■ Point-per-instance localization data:
________________________

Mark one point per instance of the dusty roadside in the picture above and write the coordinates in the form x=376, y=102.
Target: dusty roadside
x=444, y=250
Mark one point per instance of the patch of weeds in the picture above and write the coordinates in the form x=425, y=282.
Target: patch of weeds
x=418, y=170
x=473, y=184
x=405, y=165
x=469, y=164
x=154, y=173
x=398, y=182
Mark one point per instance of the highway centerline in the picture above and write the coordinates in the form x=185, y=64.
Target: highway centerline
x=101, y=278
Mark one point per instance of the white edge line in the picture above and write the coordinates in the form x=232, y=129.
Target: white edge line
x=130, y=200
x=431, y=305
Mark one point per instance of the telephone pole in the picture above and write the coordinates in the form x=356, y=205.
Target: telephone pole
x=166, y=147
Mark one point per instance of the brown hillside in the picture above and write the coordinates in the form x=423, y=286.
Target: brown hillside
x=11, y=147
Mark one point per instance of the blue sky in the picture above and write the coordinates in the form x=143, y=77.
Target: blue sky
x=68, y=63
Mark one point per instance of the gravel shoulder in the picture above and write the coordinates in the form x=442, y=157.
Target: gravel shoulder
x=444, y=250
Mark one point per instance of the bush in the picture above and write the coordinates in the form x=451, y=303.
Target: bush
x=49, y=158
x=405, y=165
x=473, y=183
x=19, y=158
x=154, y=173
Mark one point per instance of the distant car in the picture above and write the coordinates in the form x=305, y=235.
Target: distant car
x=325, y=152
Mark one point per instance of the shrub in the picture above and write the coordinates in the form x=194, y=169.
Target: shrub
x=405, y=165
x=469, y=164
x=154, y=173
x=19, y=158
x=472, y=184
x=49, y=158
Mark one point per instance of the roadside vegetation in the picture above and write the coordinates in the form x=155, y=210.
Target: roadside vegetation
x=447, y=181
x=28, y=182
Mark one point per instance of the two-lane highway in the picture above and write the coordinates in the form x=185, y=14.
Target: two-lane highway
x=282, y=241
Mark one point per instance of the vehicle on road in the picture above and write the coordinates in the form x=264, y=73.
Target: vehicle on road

________________________

Once you have read the records above, output each of them verbatim.

Mark one point per instance of the dusty roadside in the picture above and write the coordinates in the form x=376, y=102.
Target: dusty roadside
x=444, y=250
Mark one point per instance of the patch of weeds in the picture above and write the coordinates in the form x=425, y=282.
Target: patch of weeds
x=418, y=170
x=473, y=184
x=405, y=165
x=469, y=164
x=154, y=173
x=398, y=182
Mark one point per instance of the highway centerline in the picture above and write the coordinates in the form x=185, y=64.
Target: highway centerline
x=101, y=278
Mark one point per instance of the white edge line in the picture above and write the coordinates in the form x=232, y=129.
Target: white edge line
x=130, y=200
x=431, y=305
Mark one point per instance of the telephone pole in the picture above and write the coordinates in the form x=356, y=205.
Target: telephone pole
x=166, y=147
Mark one point per instance of the brown hillside in the picture above and write the coordinates in the form x=423, y=286.
Target: brown hillside
x=11, y=147
Mark one point per instance of the blue sky in the picture above and write the coordinates in the form x=143, y=77.
Target: blue sky
x=68, y=63
Mark one point per instance of the gravel shoulder in the picture above and write the coordinates in the form x=442, y=157.
Target: gravel shoulder
x=444, y=250
Mark one point per instance of the bush in the picture above and write the coordinates in the form x=451, y=303.
Target: bush
x=49, y=158
x=405, y=165
x=473, y=183
x=19, y=158
x=154, y=173
Mark one point per instance of the distant car in the picture above and write the coordinates in the form x=305, y=235.
Target: distant car
x=325, y=152
Mark one point per instance of the shrub in the picture above and write the coordinates in the form x=194, y=169.
Target: shrub
x=405, y=165
x=469, y=164
x=154, y=173
x=19, y=158
x=472, y=184
x=49, y=158
Mark one point per instance of the roadside vegetation in the picture above and write the coordinates in the form x=155, y=210.
Target: roadside vegetation
x=447, y=181
x=28, y=182
Mark one point per instance of the two-lane highway in the picture above and write the coordinates in the form x=185, y=14.
Target: two-lane highway
x=282, y=241
Mark one point per instance of the vehicle on road in the picture above and write the coordinates in the form x=264, y=73.
Target: vehicle on road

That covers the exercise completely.